(Required work) Copy out the entries verbatim, starting at the very beginning and ending with the line that contains "[0,64,322,350]", including that line. Leave any pictures out of your answer.

※ ※ ※

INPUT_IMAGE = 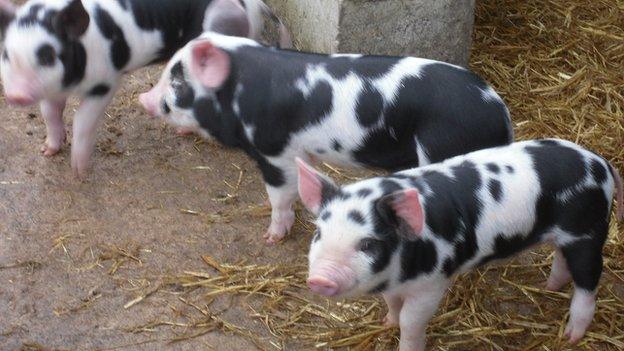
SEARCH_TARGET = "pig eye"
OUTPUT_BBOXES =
[37,44,56,67]
[163,100,171,115]
[312,229,321,243]
[358,238,383,256]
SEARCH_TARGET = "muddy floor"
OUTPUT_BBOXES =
[0,64,322,350]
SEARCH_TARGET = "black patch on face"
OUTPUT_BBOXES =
[95,6,130,71]
[370,280,388,294]
[485,163,500,174]
[170,61,195,109]
[355,81,384,128]
[589,159,607,184]
[358,237,398,273]
[347,210,366,225]
[321,211,331,221]
[356,188,373,197]
[478,234,537,265]
[163,100,171,115]
[332,140,342,152]
[379,179,403,195]
[89,83,110,96]
[400,239,438,282]
[488,179,503,202]
[36,44,56,67]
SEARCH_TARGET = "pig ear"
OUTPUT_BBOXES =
[191,40,230,89]
[377,188,425,240]
[296,157,338,216]
[54,0,90,39]
[0,0,17,37]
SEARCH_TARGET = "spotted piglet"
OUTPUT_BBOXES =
[299,139,624,351]
[140,33,513,243]
[0,0,289,176]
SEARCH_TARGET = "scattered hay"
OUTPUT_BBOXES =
[127,0,624,350]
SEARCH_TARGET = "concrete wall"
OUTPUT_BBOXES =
[267,0,475,66]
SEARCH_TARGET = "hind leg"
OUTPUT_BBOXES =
[546,248,572,291]
[561,239,602,344]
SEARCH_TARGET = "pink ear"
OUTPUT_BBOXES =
[389,188,424,237]
[296,157,323,215]
[191,40,230,89]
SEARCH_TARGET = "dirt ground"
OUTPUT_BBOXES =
[0,63,320,350]
[0,2,624,351]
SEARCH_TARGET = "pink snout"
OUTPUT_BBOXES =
[139,91,160,117]
[307,276,338,296]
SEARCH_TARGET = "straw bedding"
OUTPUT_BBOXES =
[122,0,624,350]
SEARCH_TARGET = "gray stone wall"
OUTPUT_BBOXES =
[267,0,475,66]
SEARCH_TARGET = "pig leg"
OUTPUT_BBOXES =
[382,294,403,327]
[257,156,297,244]
[561,241,606,345]
[399,281,448,351]
[71,90,114,178]
[264,182,297,244]
[40,99,67,156]
[546,249,572,291]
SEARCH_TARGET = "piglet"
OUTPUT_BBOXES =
[0,0,289,176]
[298,139,624,351]
[140,33,513,243]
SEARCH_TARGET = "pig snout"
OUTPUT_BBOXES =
[139,91,160,117]
[307,263,355,296]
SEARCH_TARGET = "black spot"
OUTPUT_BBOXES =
[358,238,397,273]
[488,179,503,202]
[347,210,366,225]
[321,211,331,221]
[370,280,388,294]
[332,140,342,152]
[356,188,373,197]
[355,81,384,127]
[589,159,607,184]
[89,83,110,96]
[419,162,483,276]
[400,239,438,282]
[379,179,403,195]
[36,44,56,67]
[485,163,500,174]
[95,5,130,71]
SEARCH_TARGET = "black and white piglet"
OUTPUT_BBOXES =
[140,33,513,243]
[0,0,289,175]
[299,139,624,351]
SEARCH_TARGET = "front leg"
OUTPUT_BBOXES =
[399,281,448,351]
[382,293,403,327]
[264,184,297,244]
[71,90,114,178]
[256,156,297,244]
[40,99,67,156]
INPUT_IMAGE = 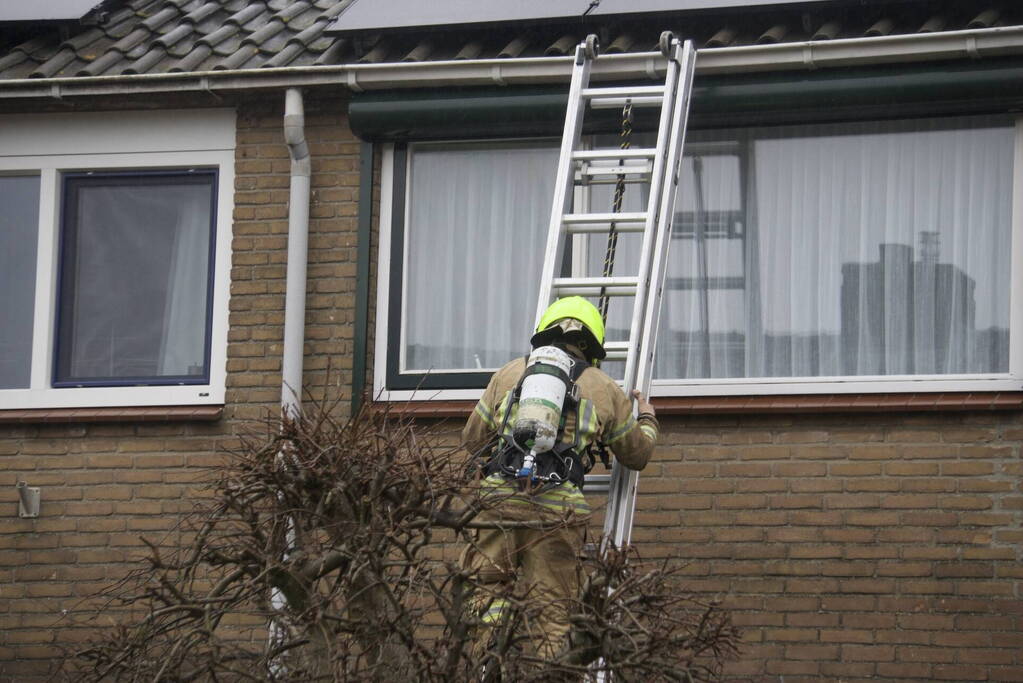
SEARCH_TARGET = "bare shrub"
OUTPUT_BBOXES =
[69,392,738,681]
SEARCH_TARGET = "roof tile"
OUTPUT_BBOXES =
[0,0,1023,80]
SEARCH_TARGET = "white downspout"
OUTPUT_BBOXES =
[280,88,311,415]
[269,88,312,674]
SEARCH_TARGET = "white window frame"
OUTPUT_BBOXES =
[0,109,235,410]
[373,118,1023,401]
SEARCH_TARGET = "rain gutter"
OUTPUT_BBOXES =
[0,26,1023,99]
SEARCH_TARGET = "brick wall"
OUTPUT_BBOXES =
[621,413,1023,683]
[0,93,359,681]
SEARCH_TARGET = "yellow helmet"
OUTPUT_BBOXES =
[530,297,608,361]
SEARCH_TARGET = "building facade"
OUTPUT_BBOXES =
[0,0,1023,681]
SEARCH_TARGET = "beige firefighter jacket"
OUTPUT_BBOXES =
[461,351,659,469]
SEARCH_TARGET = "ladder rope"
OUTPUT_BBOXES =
[596,100,632,325]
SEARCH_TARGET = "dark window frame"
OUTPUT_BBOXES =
[50,168,220,389]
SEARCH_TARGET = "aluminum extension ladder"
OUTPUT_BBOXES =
[536,32,696,547]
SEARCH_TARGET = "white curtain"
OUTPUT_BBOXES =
[402,143,558,371]
[160,186,212,375]
[67,179,212,379]
[589,118,1014,378]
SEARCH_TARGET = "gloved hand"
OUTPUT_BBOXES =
[632,389,657,417]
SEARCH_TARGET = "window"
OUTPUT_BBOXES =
[377,117,1023,398]
[0,110,234,408]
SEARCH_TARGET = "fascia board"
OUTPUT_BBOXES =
[0,27,1023,99]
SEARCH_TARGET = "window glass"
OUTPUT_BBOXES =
[588,118,1014,379]
[402,143,558,372]
[0,176,39,389]
[54,172,216,385]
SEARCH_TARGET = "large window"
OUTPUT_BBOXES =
[0,110,234,408]
[377,112,1023,396]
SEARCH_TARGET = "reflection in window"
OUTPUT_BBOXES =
[402,143,558,371]
[54,172,216,385]
[589,118,1014,378]
[0,176,39,389]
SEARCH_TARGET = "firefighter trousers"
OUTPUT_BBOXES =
[461,475,589,658]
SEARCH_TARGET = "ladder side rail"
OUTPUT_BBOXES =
[622,48,679,397]
[637,41,697,396]
[605,41,696,547]
[533,44,593,328]
[604,43,679,547]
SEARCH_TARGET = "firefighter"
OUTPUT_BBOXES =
[462,297,658,658]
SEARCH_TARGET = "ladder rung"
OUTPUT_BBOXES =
[576,162,654,176]
[572,147,657,162]
[562,211,647,225]
[589,95,664,109]
[582,86,664,98]
[550,277,639,297]
[575,178,650,185]
[565,223,646,235]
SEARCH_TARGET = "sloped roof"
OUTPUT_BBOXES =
[0,0,1023,80]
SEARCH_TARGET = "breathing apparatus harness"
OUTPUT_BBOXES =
[484,346,610,493]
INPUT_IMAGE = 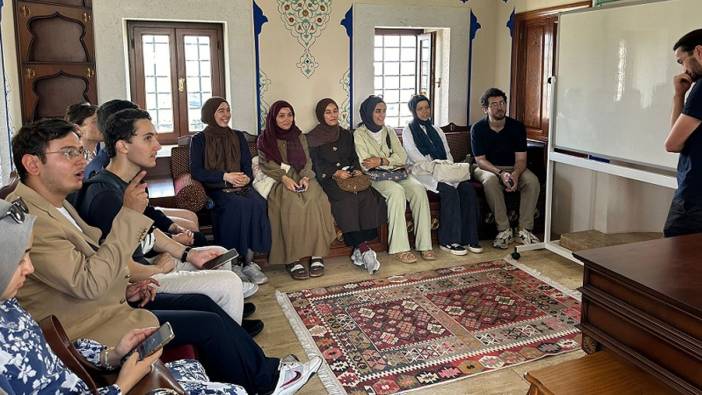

※ ※ ※

(Correct answer)
INPUT_IMAGE = 
SEARCH_TARGET = "pig eye"
OUTPUT_BBOXES =
[37,44,56,67]
[163,100,171,115]
[312,229,321,243]
[358,238,383,256]
SEARCH_TARGET = "muddy floor"
OUTPUT_BBOXES =
[0,64,322,350]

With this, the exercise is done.